- [Written request]: Can you print, unchanged, the lines below from the start of the rows up to and including the line containing "x=469, y=360"?

(Collection entries)
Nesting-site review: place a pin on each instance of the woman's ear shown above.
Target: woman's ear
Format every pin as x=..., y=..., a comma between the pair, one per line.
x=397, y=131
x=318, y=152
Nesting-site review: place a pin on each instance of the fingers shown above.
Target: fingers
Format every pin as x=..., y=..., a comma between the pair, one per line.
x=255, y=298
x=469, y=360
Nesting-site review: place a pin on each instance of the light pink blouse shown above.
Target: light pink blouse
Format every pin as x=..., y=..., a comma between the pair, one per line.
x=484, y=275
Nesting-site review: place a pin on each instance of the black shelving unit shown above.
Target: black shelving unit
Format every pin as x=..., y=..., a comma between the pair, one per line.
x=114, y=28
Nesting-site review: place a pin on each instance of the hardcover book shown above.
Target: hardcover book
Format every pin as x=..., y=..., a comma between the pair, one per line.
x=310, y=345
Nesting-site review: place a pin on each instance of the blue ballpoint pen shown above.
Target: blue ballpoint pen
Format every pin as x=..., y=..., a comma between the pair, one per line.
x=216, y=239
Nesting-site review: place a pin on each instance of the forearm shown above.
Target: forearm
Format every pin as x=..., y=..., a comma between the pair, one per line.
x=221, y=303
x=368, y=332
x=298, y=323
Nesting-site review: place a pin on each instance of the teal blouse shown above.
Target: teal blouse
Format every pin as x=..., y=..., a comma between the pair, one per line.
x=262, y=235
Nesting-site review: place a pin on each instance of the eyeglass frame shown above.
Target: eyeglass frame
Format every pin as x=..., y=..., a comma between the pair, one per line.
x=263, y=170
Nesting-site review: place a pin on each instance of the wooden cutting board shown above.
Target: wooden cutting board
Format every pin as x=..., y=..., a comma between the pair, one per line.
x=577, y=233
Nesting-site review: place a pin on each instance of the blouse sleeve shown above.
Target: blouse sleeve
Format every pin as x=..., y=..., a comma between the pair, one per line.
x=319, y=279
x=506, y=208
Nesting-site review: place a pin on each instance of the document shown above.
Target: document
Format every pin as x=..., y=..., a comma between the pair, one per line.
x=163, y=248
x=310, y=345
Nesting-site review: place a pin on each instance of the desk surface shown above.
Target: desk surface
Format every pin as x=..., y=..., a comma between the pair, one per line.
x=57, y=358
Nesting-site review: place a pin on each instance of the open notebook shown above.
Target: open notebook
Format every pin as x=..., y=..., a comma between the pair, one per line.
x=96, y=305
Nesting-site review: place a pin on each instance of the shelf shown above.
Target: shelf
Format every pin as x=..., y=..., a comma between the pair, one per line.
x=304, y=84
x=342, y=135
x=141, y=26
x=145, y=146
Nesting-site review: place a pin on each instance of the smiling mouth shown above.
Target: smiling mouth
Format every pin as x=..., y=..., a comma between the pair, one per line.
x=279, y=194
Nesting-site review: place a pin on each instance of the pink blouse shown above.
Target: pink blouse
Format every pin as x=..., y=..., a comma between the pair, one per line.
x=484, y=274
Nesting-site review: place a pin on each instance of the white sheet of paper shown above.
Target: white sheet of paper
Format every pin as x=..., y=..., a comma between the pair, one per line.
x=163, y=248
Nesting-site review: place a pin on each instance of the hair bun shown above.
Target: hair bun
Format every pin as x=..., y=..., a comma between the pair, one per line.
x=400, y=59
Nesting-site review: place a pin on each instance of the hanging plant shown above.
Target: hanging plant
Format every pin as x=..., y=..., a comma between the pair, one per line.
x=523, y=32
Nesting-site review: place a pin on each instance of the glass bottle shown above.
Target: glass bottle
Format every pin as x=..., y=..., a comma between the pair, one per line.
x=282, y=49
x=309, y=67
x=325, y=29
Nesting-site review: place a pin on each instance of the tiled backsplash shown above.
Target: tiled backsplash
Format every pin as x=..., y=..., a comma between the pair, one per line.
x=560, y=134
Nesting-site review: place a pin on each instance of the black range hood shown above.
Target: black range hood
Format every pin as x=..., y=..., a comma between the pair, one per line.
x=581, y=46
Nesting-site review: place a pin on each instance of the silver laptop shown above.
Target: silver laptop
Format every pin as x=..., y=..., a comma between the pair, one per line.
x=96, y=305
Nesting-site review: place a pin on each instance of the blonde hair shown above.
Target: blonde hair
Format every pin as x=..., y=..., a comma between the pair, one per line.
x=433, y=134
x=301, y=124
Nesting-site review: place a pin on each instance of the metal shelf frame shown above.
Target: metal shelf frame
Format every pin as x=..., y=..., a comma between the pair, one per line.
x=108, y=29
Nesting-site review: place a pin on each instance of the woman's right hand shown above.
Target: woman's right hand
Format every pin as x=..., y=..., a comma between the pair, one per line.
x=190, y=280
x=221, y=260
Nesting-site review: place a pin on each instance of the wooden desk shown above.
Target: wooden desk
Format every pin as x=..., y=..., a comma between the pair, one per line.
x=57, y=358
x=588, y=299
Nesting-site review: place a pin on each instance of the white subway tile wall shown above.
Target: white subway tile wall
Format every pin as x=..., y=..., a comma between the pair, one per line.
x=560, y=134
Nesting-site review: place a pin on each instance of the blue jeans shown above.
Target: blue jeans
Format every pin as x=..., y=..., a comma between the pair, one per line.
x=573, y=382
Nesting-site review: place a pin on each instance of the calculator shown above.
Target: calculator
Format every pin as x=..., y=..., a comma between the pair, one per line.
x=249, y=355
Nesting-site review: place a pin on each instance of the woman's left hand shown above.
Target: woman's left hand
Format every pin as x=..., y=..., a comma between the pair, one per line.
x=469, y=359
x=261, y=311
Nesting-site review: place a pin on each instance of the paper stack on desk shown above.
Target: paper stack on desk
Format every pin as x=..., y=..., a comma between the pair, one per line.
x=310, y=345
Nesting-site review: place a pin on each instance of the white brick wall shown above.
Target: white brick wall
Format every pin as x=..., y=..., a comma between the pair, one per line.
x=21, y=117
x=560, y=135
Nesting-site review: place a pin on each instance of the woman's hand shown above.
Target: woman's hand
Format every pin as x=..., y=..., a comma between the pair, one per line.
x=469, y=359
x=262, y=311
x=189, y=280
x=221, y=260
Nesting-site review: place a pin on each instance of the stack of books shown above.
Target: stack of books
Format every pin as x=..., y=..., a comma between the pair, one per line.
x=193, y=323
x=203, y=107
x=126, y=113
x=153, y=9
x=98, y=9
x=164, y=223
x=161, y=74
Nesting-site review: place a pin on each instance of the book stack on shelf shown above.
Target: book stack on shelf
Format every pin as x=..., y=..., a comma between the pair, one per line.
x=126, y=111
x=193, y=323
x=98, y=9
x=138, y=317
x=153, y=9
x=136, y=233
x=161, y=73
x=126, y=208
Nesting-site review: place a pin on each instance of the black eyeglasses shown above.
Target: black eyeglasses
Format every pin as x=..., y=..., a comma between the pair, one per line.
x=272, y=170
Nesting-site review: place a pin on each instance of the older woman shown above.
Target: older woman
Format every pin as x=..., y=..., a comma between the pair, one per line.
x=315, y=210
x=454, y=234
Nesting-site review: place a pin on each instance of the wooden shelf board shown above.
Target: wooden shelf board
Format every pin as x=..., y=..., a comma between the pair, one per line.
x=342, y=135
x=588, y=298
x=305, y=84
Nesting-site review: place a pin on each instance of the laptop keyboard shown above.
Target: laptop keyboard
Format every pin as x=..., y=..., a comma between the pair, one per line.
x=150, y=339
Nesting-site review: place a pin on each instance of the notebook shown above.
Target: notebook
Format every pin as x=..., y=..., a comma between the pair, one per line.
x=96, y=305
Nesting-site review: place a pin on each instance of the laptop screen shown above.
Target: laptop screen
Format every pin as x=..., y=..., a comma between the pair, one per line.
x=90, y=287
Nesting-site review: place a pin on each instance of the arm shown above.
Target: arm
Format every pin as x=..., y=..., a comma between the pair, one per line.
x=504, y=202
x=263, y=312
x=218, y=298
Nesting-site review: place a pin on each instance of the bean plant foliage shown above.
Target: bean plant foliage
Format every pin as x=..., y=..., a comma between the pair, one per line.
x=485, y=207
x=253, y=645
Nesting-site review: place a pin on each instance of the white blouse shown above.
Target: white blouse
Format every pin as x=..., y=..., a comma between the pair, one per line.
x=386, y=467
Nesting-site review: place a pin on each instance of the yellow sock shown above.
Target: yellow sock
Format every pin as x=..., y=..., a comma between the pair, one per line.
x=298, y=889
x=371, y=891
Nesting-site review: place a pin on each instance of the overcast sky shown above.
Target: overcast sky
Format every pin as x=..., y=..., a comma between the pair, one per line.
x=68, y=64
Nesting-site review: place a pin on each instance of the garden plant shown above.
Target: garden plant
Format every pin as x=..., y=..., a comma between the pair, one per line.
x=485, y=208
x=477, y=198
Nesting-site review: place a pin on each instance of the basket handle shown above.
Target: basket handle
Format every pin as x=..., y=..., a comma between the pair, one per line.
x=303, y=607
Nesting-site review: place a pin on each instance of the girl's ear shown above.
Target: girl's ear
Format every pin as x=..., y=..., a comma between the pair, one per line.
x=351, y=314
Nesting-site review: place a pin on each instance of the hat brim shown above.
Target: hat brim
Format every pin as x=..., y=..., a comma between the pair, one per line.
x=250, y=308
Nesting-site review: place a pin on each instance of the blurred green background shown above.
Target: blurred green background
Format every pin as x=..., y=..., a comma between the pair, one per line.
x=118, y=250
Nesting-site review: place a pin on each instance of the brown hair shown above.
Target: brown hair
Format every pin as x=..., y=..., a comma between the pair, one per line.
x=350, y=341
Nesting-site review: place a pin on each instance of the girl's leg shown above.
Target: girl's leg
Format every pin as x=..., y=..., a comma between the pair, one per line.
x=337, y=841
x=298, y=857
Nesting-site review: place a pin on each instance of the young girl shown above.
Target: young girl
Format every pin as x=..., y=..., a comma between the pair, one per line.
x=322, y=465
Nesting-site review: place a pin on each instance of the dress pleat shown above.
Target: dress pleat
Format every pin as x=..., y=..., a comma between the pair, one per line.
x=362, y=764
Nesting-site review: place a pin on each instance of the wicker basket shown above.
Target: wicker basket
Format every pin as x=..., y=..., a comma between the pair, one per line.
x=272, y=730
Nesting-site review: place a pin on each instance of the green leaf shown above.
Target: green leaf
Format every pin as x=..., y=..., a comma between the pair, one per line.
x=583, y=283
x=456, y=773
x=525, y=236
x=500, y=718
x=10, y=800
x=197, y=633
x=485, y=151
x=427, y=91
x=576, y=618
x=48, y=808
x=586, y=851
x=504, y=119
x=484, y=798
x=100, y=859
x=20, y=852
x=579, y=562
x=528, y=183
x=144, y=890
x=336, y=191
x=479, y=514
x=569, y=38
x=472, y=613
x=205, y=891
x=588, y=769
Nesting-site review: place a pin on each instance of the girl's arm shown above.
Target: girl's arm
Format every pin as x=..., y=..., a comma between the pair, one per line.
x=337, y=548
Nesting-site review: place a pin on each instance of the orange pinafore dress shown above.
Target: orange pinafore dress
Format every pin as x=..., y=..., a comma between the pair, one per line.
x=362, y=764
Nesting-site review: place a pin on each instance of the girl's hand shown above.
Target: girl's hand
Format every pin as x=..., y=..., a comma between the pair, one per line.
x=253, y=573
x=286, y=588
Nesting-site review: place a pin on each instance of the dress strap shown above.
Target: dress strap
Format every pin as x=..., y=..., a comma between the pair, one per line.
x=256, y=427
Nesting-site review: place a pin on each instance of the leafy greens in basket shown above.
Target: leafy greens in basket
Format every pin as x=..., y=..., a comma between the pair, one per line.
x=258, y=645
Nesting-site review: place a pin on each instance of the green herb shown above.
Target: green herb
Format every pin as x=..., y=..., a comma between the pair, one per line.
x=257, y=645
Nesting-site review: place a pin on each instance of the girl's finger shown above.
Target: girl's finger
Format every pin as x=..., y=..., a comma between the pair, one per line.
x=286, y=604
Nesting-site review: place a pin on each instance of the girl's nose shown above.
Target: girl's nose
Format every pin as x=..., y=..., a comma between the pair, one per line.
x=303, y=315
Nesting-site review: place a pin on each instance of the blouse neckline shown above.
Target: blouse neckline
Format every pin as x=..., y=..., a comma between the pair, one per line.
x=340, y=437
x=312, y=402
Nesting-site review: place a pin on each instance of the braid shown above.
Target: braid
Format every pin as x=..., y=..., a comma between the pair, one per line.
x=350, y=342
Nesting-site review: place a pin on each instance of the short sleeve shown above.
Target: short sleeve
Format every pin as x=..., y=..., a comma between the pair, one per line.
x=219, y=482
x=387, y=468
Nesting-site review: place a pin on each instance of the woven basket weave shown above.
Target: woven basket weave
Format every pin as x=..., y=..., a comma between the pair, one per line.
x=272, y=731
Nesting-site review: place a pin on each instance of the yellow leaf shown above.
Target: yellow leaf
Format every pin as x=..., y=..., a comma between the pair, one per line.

- [Answer]:
Nesting-site review: place a pin on each instance of the woman's ear shown above.
Target: woman's ear
Format every pin as x=..., y=..., a comma between the pair, one per line.
x=397, y=131
x=318, y=152
Nesting-site review: place a pin on each instance of the fingers shown above.
Target: fingers
Format every pin as x=..., y=..., a comma between the pair, one per line.
x=255, y=298
x=469, y=360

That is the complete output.